How it all started
The desert in Morocco has called me for so long. I didn't know that everything was already there in this longing. Who I am, what I have to do and what it is like to come home with yourself inside. The risk is to take the first step without knowing the next one.
The desert loves me and I love it
The time had come at the end of October 2016. I got on the plane and traveled with a yoga group to Morocco in the highest dunes from Erg Chebbi to Merzouga. After the arrival, the friendly welcome and a late bedtime, I woke up, just a few hours after the tedious sleep and was wide awake. As carefully as a treasure chest, I opened the curtains. It was like the curtain was opening into another life. The desert itself gave me the key in my heart. It was love at first sight. I was amazed at the beauty of the large and golden dunes, the mighty palm trees, the air, the fragrance, the sound of the desert. I took my shawl, sneaked through the hotel I didn't know. No sound was heard and no one was seen. The door to the terrace with a direct view of the desert was wide open. I started the deepest meditation of my life. I felt hot even though it was chilly. I was speechless, even though a thousand words were forming. I was empty, although my soul filled with every heartbeat. The tears ran inexorably and something in me sank into the deepest peace.

Data segment ▸
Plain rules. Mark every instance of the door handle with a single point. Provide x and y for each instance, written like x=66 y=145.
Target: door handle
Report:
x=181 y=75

What to work on ▸ Can you continue the account of the trip to the Moroccan desert, starting after its last sentence? The material is separate from the account of the Moroccan desert.

Exercise output ▸
That morning the Berbers came back from the desert with their camels some distance away. I heard their voices, their language and it was so familiar to me. It was as intense and attractive to me as if I could go to them, take care of the camels, unsaddle them, provide them with water and food. As if I could just sit by the fire by the men, have breakfast with them and talk over a sip of hot tea. It was not yet ready.
But before I started my trip I wanted to know: What if I want to stay longer? I was told no problem, so I only booked the outbound flight! After a few days in the desert camp, the group rode back to the hotel with the camels. I stayed.
I stayed full of confidence in a country I didn't know, with men I didn't know in the middle of nowhere, in the middle of the Morocco desert. My dream came true. The three men were Berbers. They looked after the camp and us two women. Me and Sara, who decided on the spot to stay too. Tamazirt. They taught us the language: Affa for fire, Ayur for the moon, Arum for bread. Alrum for camel. What amused her the most was how we dined from our own plates with a knife and fork. With them the bread was cutlery, and they ate together from a large bowl that stood in the middle of the table.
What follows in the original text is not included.